### What you will do
Repeat every record below exactly, leaving out the pictures.
%%
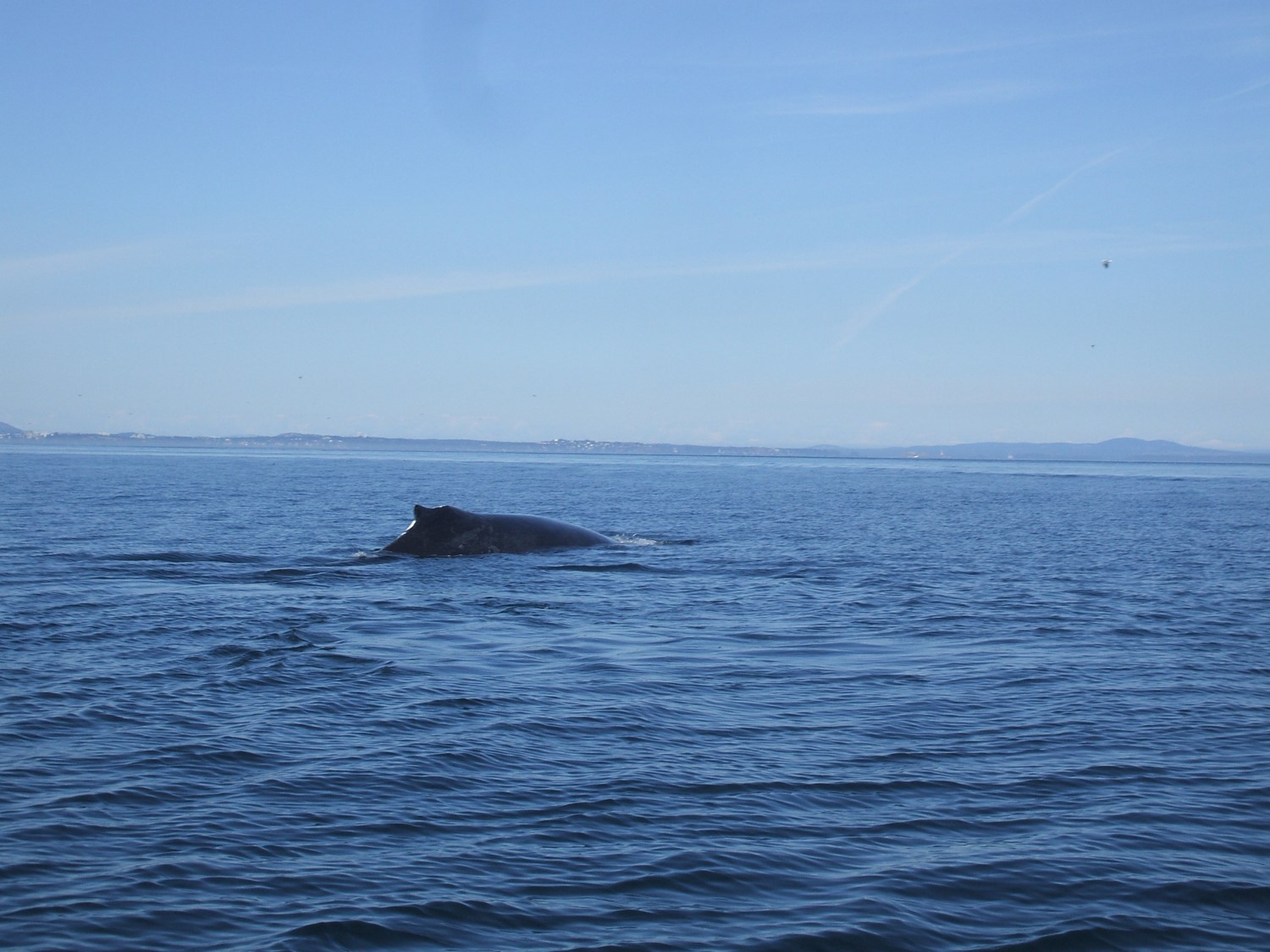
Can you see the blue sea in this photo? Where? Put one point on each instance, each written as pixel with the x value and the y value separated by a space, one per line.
pixel 798 705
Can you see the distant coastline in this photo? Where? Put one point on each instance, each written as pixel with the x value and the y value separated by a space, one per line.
pixel 1120 449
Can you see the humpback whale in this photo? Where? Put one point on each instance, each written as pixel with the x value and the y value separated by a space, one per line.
pixel 449 531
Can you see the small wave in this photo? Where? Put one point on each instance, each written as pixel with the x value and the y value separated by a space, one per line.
pixel 647 541
pixel 183 558
pixel 614 568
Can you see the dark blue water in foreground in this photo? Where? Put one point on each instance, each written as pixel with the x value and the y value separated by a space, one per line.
pixel 802 706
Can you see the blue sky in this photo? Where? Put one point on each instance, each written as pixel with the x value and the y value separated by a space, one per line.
pixel 716 223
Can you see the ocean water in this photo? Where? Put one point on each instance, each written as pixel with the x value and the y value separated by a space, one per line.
pixel 800 705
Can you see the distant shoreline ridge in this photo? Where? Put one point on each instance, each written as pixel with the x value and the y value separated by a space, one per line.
pixel 1118 449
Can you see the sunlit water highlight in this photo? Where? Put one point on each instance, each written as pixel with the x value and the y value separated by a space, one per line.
pixel 799 706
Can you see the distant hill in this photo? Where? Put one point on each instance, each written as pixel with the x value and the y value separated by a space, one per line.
pixel 1122 449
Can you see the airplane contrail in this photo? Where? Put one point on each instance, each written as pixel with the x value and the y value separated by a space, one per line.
pixel 869 315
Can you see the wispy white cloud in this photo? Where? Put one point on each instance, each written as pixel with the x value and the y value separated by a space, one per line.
pixel 952 96
pixel 868 315
pixel 63 263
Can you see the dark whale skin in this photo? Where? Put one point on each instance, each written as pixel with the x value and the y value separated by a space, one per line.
pixel 449 531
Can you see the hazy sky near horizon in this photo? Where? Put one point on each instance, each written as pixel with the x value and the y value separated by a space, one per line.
pixel 695 221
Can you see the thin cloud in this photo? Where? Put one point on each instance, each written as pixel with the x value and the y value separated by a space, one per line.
pixel 409 287
pixel 878 309
pixel 955 96
pixel 64 263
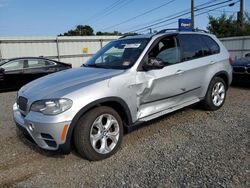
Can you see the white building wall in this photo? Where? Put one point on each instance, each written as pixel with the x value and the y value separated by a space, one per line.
pixel 65 49
pixel 70 49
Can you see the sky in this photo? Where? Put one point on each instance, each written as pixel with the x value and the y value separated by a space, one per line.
pixel 52 17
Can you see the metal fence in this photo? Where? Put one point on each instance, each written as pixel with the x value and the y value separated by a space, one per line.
pixel 77 50
pixel 74 50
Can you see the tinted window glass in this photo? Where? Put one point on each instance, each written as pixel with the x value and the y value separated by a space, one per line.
pixel 192 47
pixel 211 44
pixel 33 63
pixel 49 63
pixel 13 65
pixel 166 50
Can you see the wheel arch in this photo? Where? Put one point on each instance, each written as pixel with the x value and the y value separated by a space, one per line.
pixel 116 103
pixel 223 75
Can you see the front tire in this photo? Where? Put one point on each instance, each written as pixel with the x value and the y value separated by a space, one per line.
pixel 216 94
pixel 98 134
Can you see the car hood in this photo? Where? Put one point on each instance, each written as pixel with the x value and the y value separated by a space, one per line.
pixel 242 62
pixel 64 82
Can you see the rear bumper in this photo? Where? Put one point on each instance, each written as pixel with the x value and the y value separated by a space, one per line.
pixel 47 136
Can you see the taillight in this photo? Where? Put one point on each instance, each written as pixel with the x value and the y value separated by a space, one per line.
pixel 230 61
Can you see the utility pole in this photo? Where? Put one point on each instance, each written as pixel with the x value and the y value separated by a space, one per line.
pixel 241 15
pixel 192 13
pixel 150 30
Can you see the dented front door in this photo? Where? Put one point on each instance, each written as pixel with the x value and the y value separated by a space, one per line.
pixel 160 89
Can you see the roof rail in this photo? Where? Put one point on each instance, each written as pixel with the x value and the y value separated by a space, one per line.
pixel 170 29
pixel 177 29
pixel 127 35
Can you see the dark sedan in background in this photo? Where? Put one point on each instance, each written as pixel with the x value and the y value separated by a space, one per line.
pixel 16 72
pixel 241 69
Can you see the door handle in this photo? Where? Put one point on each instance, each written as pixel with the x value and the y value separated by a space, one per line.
pixel 179 72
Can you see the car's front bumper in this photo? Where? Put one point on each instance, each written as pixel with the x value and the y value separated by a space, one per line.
pixel 49 136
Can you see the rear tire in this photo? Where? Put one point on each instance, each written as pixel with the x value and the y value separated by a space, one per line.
pixel 98 134
pixel 216 94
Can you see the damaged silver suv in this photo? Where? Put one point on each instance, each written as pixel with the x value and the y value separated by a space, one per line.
pixel 131 80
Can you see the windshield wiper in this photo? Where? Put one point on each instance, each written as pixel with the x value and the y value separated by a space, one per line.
pixel 93 65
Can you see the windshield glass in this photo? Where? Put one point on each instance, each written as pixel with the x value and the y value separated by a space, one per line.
pixel 119 54
pixel 3 61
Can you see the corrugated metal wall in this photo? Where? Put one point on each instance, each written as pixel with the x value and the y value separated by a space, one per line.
pixel 74 50
pixel 237 46
pixel 77 50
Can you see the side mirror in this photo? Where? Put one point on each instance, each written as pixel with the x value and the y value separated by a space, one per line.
pixel 153 63
pixel 2 70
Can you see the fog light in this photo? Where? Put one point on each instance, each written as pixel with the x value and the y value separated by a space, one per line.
pixel 31 126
%%
### Expected output
Can you see the blue sea in this photo? Where? Put one point on each instance, each written as pixel with the x value and the y value separated by a space, one per line.
pixel 798 705
Can you see the distant coastline in this photo? Where? Put one point on each instance, each written as pixel with the x value and the y value separated by a space, one per line.
pixel 1120 449
Can you see the humpback whale in this photo? Where? Put one point on each instance, each written as pixel with the x value and the y value separated by a space, one per line.
pixel 449 531
Can you see the small wave in this photo? Where? Put one point on each instance, each written as pixel with the x value and the y value separated by a space, one per line.
pixel 647 541
pixel 183 558
pixel 614 568
Can you see the dark blue water in foreground in this photo? Where? Put one point on each instance, each written as pixel with the x value and the y value separated by a space, one per line.
pixel 802 706
Can you see the blue sky in this photo? Where? Put one point on each instance, each written as pixel with the x value and the y value separated by a space, one per line.
pixel 716 223
Can you see the ocean water in this photo? Where? Put one point on each instance, each written as pixel with the x value and the y value separated by a space, one per line.
pixel 800 705
Can you see the distant shoreline ridge in this photo? Where? Put one point on each instance, each written as pixel with the x value and the y value separated by a space, one per line.
pixel 1118 449
Can you see the sunlit water highlight in this photo? Where? Put one point on each instance, each written as pixel with the x value and the y value separated by a space, one per line.
pixel 799 706
Can you see the distant hill in this photo? Where? Put one point on each instance, each written as pixel with the x value and the y value separated by a space, one per line.
pixel 1122 449
Can you see the airplane contrail in this photo? Where? Put one point on each instance, each written as pixel with the x value and the y value separated by a space, one per line.
pixel 869 315
Can you see the wispy white cloud in this photo? Where? Put one point on each instance, each written as pixel with the x value and the y value separated by a space, one per line.
pixel 952 96
pixel 868 315
pixel 63 263
Can you see the dark whale skin in this photo? Where? Put one point on each instance, each written as pixel with the x value and the y value separated by a space, one per line.
pixel 449 531
Can you see the hazy sky near horizon in this photo? Where? Put one point on each instance, each written as pixel with the x value and the y value separated by a space, one per line.
pixel 695 221
Can you see the thin cloud in this photo? Where? Put one point on each instance, each written as pixel with the x value and the y value separated by a space, one per line.
pixel 409 287
pixel 878 309
pixel 955 96
pixel 64 263
Can you see the white building wall in this photo? Where? Put one point on each instance, each written as pixel with the x value and the y value separated by a space, one per line.
pixel 65 49
pixel 70 49
Can you see the sky in this photo? Where? Put one point on each instance, each written as pixel with the x value and the y value separated by a space, one per line.
pixel 52 17
Can you see the metal fence in this photo? Where? Put one point on each instance, each written as pixel with the x value and the y value separated by a space, one per line.
pixel 77 50
pixel 74 50
Can you see the tinted window glass in this photo? Where? Put one point on each instance, each written as pixel with the x value and the y value separated by a space, one per line.
pixel 192 47
pixel 211 44
pixel 33 63
pixel 49 63
pixel 13 65
pixel 166 50
Can you see the wheel arch in this photo? Where? Put one point on each instance, each written as pixel with the x value and the y value separated by a space, one per line.
pixel 116 103
pixel 223 75
Can you see the front tire in this photo? Where? Put one point on each instance, each written as pixel with the x value and the y value separated by a space, one per line.
pixel 216 94
pixel 98 134
Can you see the car hood in this photo? Where? Put one point on each instance, each written as pixel with the x value and the y value separated by a space, one per line.
pixel 242 62
pixel 64 82
Can you see the rear bumper in this photo? Where? Put one point on each instance, each written as pixel with the x value and the y value separated by a space, one per line.
pixel 47 136
Can you see the taillight in this photo? Where? Put one point on each instance, each written as pixel with the x value and the y value separated by a space, one per line.
pixel 230 61
Can you see the utility pole in this photo? Where? Put one point on each instance, each written as pixel with the x value and the y value separated by a space, one per line.
pixel 241 15
pixel 192 13
pixel 150 30
Can you see the dented front door in this photo? Where? Put one point on each instance, each written as pixel with the x value and the y value separated by a space, one per line.
pixel 160 89
Can you see the roof rail in this photo? Where? Put one point on each instance, each written as pixel with the x value and the y value separated by a space, one per line.
pixel 170 29
pixel 177 29
pixel 127 35
Can you see the dark sedan in background in this photo? Where? Put one point on each instance, each written as pixel with the x value and the y value separated by a space, one per line.
pixel 16 72
pixel 241 69
Can you see the door handle in this photo? Where? Put one point on each instance, each written as pixel with the x value and the y value separated by a space, one per line.
pixel 179 72
Can you see the car's front bumper in this photo? Where? Put one point on each instance, each written as pixel with the x value and the y value separated by a space, one per line.
pixel 49 136
Can you see the rear tire in this photo? Where? Put one point on each instance, each written as pixel with the x value and the y value separated by a space, one per line.
pixel 98 134
pixel 216 94
Can you see the damaged silver suv in this photo? Where? Put one point on each instance, each written as pixel with the x value and the y value separated by a space, one per line.
pixel 131 80
Can you see the windshield wiper in this photo? Where? Put one point on each instance, each written as pixel with the x value and the y value separated by a space, one per line.
pixel 93 65
Can you see the windshield glass in this photo? Where? Put one point on each instance, each written as pixel with the x value and the y value separated by a space, one per line.
pixel 119 54
pixel 3 61
Can you see the corrugated metal wall in this photo? Where? Put one point on each instance, each written as pixel with the x value and the y value separated by a space, one per line.
pixel 74 50
pixel 237 46
pixel 77 50
Can you see the side mirror in this photo? Where? Put one point on each instance, each written as pixel with the x value and the y value separated by a space, one per line.
pixel 153 63
pixel 2 70
Can you see the fog light in this photo? Where? Put one point on each instance, each written as pixel with the x value and the y value separated by a space, one per line.
pixel 31 126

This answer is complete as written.